Texto:
..............................

Gatdet tiene 22 años y ya ha escapado de la guerra dos veces. Jal tiene 24 y comenzó a hacer la guerra cuando tenía ocho años. Hoy, ambos se encuentran en el campamento de desplazados de Bentiu, en el norte de Sudán del Sur, en la frontera con Sudán, el más grande del país. Una plaza dividida en bloques donde viven hacinadas más de 100 mil personas que han encontrado aquí refugio de los conflictos, pero también de las inundaciones. De hecho, hay agua por todas partes, hasta donde alcanza la vista.

..............................

Datos de localización de puntos
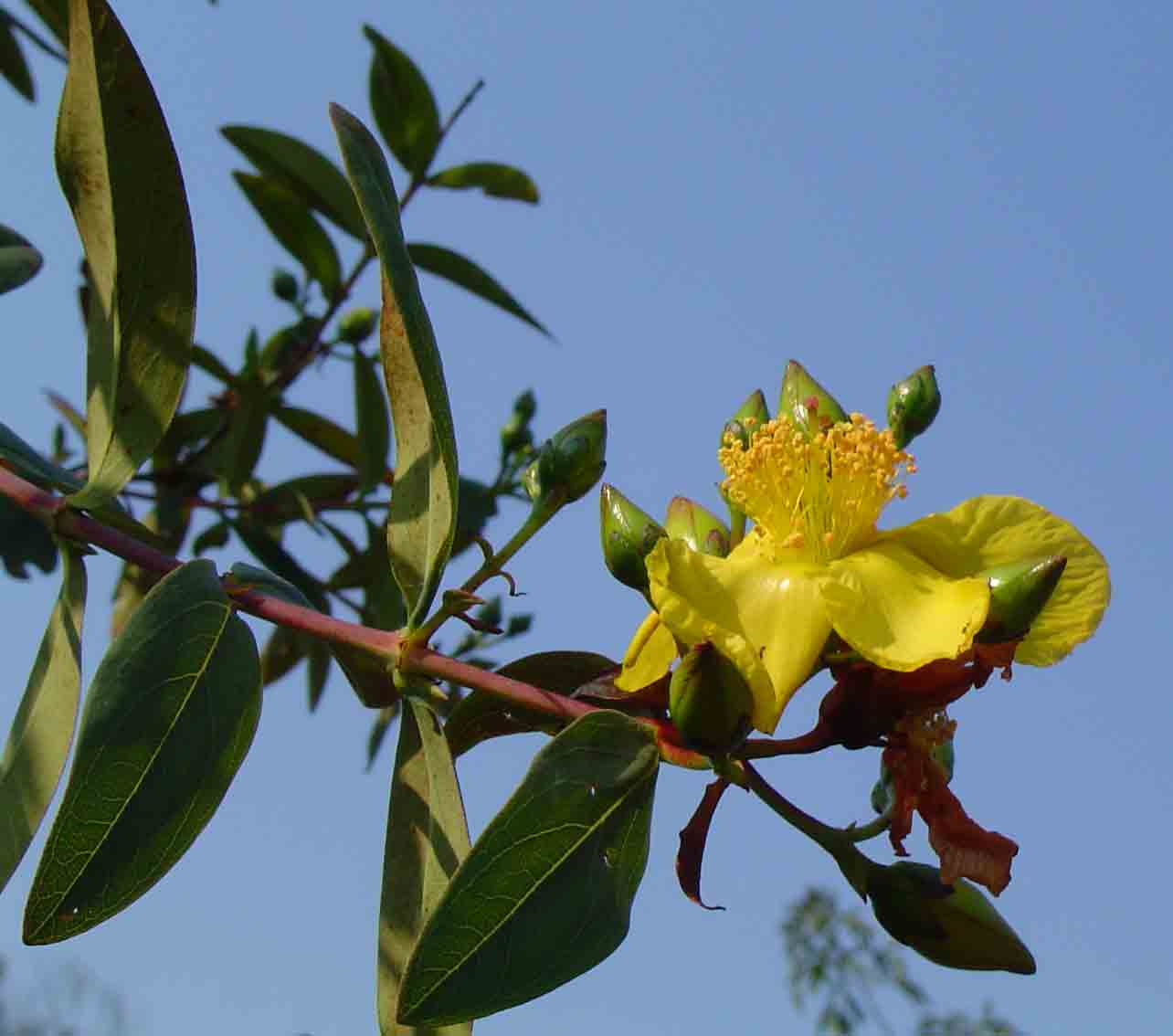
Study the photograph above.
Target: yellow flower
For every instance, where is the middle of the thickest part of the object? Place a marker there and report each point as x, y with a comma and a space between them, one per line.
814, 562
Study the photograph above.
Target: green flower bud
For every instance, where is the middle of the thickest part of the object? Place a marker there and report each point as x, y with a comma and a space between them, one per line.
628, 535
951, 925
913, 404
709, 701
747, 418
806, 404
698, 527
525, 406
515, 434
570, 462
1019, 593
882, 791
358, 325
284, 285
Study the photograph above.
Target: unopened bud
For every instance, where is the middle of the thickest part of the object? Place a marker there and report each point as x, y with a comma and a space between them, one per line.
913, 404
628, 536
806, 404
1019, 593
284, 285
709, 701
747, 418
358, 325
951, 925
698, 527
570, 462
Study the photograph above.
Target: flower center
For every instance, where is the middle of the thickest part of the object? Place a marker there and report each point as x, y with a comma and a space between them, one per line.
819, 495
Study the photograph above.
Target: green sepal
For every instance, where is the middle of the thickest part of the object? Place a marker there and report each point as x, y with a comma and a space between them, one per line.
805, 404
569, 463
747, 418
698, 527
709, 701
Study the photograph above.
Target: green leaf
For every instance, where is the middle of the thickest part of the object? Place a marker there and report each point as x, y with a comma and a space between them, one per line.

..............................

Tarea: Retoma el texto sobre el campamento de desplazados de Bentiu y continúalo a partir de su última oración.

Respuesta escrita:
En Bentiu –y sus alrededores– todo habla de destrucción y de las peores consecuencias de dos de los principales causantes del desplazamiento forzado de personas: los conflictos y el cambio climático. «Cuando estalló la guerra, empezaron a bombardear y luego huimos al pueblo», dice Gatdet, un niño de dos metros que todavía asiste a la escuela primaria, «pero también nos persiguieron hasta allí. Así que nos adentramos en el monte, en el monte, donde no había nada. No teníamos refugio, ni agua, ni comida. Comíamos principalmente flores de nenúfar. Pero ni siquiera allí podíamos estar tranquilos. Si los soldados te encontraban, no respetaban a nadie, ni siquiera a los niños».
Mientras Gatdet cuenta su historia, algunos niños intentan hacer algunos dibujos. Nunca lo habían hecho antes. Nadie tiene lápices, plumas, marcadores, papel… Descubren que les gusta dibujar y se acurrucan alrededor de una pequeña mesa en una habitación.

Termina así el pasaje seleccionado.